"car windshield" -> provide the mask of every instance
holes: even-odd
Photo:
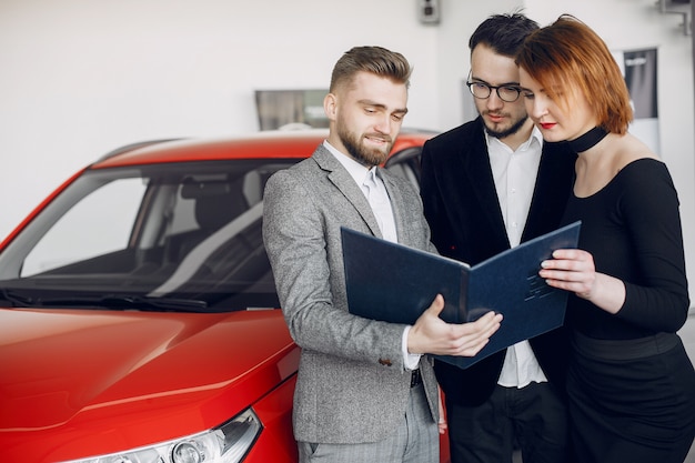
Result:
[[[278,308],[261,235],[262,192],[273,172],[293,162],[88,170],[0,254],[0,303],[201,312]]]

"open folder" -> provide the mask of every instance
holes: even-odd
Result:
[[[350,312],[413,324],[442,294],[440,318],[449,323],[474,321],[490,310],[502,313],[500,330],[474,358],[436,356],[465,369],[563,324],[568,293],[548,286],[538,270],[554,250],[577,246],[580,227],[572,223],[473,266],[342,228]]]

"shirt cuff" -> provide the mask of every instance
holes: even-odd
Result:
[[[403,330],[403,339],[401,340],[401,352],[403,353],[403,366],[405,366],[405,370],[415,370],[422,356],[422,354],[411,354],[407,352],[407,333],[410,333],[411,328],[411,325],[405,326],[405,330]]]

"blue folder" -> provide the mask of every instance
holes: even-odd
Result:
[[[413,324],[434,296],[444,296],[442,320],[474,321],[502,313],[500,330],[474,358],[437,355],[460,368],[561,326],[568,293],[538,276],[541,262],[556,249],[576,248],[581,222],[508,249],[476,265],[341,229],[351,313]]]

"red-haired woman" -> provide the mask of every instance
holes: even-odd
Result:
[[[567,14],[516,57],[526,110],[546,141],[578,154],[563,223],[580,249],[543,262],[573,292],[567,378],[581,463],[683,462],[695,435],[695,371],[676,331],[687,318],[678,198],[666,165],[627,132],[633,112],[604,41]]]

Written task. Copy out all the records exactly, excluding pictures.

Exercise output.
"car windshield" -> provide the mask of every instance
holes: even-odd
Photo:
Result:
[[[278,308],[261,235],[262,192],[273,172],[293,162],[88,170],[0,254],[0,303],[201,312]]]

"open folder" -> provide the mask of every instance
holes: even-odd
Result:
[[[350,312],[413,324],[442,294],[440,318],[449,323],[474,321],[490,310],[502,313],[500,330],[474,358],[436,356],[465,369],[563,324],[568,293],[548,286],[538,270],[554,250],[577,246],[580,227],[572,223],[473,266],[342,228]]]

"shirt cuff" -> provide the mask of every instance
holes: even-odd
Result:
[[[403,330],[403,339],[401,340],[401,352],[403,353],[403,366],[405,366],[405,370],[415,370],[422,356],[422,354],[411,354],[407,352],[407,333],[410,333],[411,328],[411,325],[405,326],[405,330]]]

"blue folder" -> provide the mask of every instance
holes: even-odd
Result:
[[[413,324],[434,296],[444,296],[442,320],[474,321],[502,313],[500,330],[474,358],[437,355],[460,368],[561,326],[568,293],[538,276],[541,262],[556,249],[576,248],[581,222],[508,249],[476,265],[341,229],[351,313]]]

"red-haired woman" -> provide the mask of every instance
holes: even-odd
Result:
[[[567,14],[516,57],[526,110],[546,141],[578,154],[563,223],[580,249],[543,262],[573,292],[567,378],[581,463],[683,462],[695,435],[695,371],[676,331],[687,318],[678,198],[666,165],[627,132],[633,112],[604,41]]]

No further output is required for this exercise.